→ Provided passage
* BEGIN *

CONFIDENTIAL TREATMENT REQUESTED BY ANAPLAN, INC. PORTIONS OF THIS DOCUMENT HAVE BEEN OMITTED PURSUANT TO A REQUEST FOR CONFIDENTIAL TREATMENT AND, WHERE APPLICABLE, HAVE BEEN MARKED WITH ASTERISKS TO DENOTE WHERE OMISSIONS HAVE BEEN MADE. THE CONFIDENTIAL MATERIAL HAS BEEN FILED SEPARATELY WITH THE U.S. SECURITIES AND EXCHANGE COMMISSION.
September 17, 2018
Via EDGAR and Overnight Delivery
U.S. Securities and Exchange Commission
Division of Corporation Finance
100 F Street, N.E.

* END *

Repeat word for word the part of the confidential treatment letter starting with "CONFIDENTIAL TREATMENT REQUESTED" and going on through "AND EXCHANGE COMMISSION.". The entries after the confidential treatment letter are separate from it.

→ Image boundary annotation entries
* BEGIN *

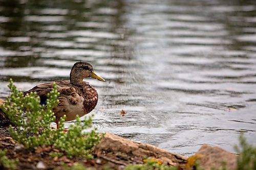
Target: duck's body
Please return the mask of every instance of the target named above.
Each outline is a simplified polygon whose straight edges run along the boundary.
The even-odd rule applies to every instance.
[[[57,127],[59,119],[64,115],[66,115],[66,121],[72,120],[77,115],[81,117],[90,113],[96,106],[98,93],[89,83],[83,81],[83,79],[87,77],[105,81],[95,74],[90,63],[79,62],[75,63],[71,69],[70,81],[55,82],[60,93],[58,98],[59,103],[53,109]],[[25,93],[36,92],[40,96],[41,104],[46,104],[47,93],[53,89],[53,83],[37,85]]]

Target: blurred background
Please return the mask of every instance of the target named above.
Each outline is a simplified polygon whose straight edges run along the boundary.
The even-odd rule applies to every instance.
[[[1,98],[86,61],[99,132],[186,155],[256,142],[254,0],[0,2]]]

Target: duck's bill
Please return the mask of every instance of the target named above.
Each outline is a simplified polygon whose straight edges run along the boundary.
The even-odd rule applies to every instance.
[[[94,78],[94,79],[97,79],[98,80],[99,80],[99,81],[101,81],[102,82],[104,82],[105,81],[105,80],[99,77],[99,76],[97,75],[96,74],[96,73],[93,71],[93,72],[92,72],[92,74],[91,75],[91,76],[90,76],[92,78]]]

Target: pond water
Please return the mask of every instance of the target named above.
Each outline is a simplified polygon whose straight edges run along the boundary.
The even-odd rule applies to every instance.
[[[86,61],[106,80],[86,80],[100,132],[186,155],[256,142],[255,1],[0,3],[0,98],[10,78],[25,91]]]

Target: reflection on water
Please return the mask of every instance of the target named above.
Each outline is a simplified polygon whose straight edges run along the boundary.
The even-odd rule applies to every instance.
[[[87,61],[106,80],[88,80],[100,131],[186,155],[256,141],[254,1],[1,3],[1,98],[10,78],[26,90]]]

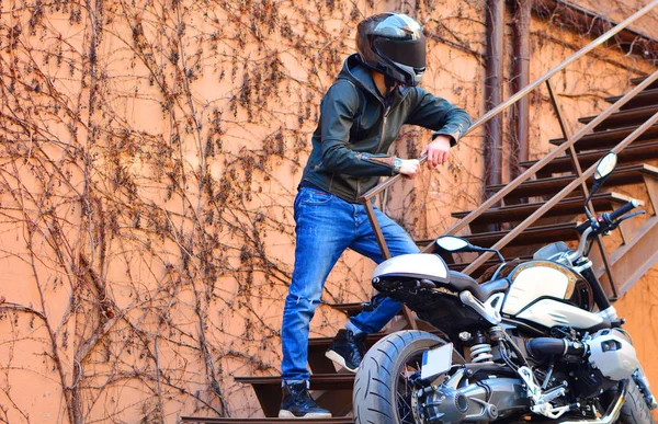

* END *

→ Written reply
CONFIDENTIAL TREATMENT REQUESTED BY ANAPLAN, INC. PORTIONS OF THIS DOCUMENT HAVE BEEN OMITTED PURSUANT TO A REQUEST FOR CONFIDENTIAL TREATMENT AND, WHERE APPLICABLE, HAVE BEEN MARKED WITH ASTERISKS TO DENOTE WHERE OMISSIONS HAVE BEEN MADE. THE CONFIDENTIAL MATERIAL HAS BEEN FILED SEPARATELY WITH THE U.S. SECURITIES AND EXCHANGE COMMISSION.